(Image-grounded pointing data)
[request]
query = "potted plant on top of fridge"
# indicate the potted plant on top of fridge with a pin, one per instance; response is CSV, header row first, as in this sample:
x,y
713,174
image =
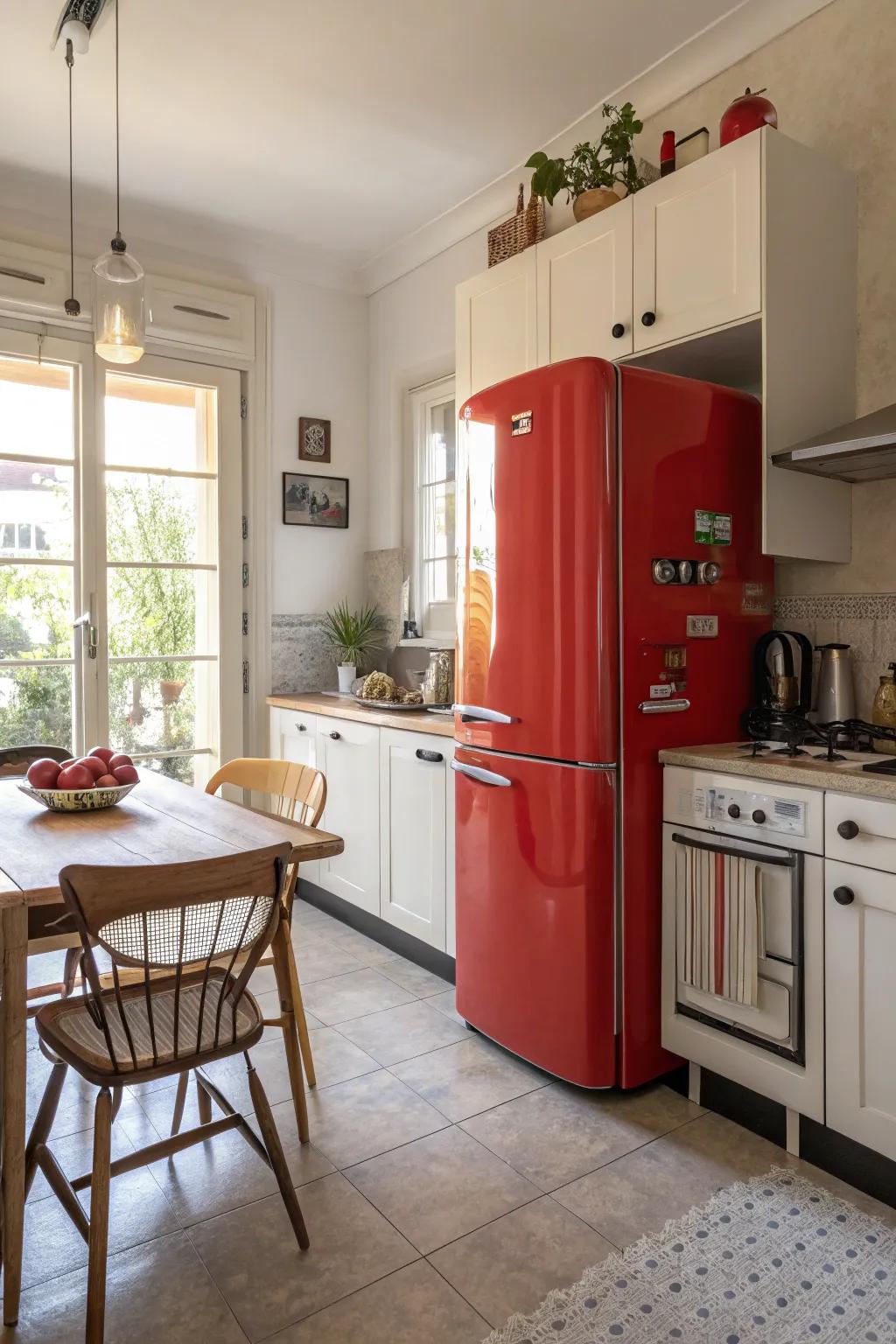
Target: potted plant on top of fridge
x,y
592,171
352,636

WORK REQUIRED
Only the records themselves, retyped exactly, belong in the answer; please leave all images behind.

WRITTEN REPLY
[request]
query = "potted plant on top of fridge"
# indicate the potted plant on top of fridge with a pin, one per instance; response is CSV, header row first, as in this sample:
x,y
713,174
image =
Target: potted plant on top of fridge
x,y
592,171
352,636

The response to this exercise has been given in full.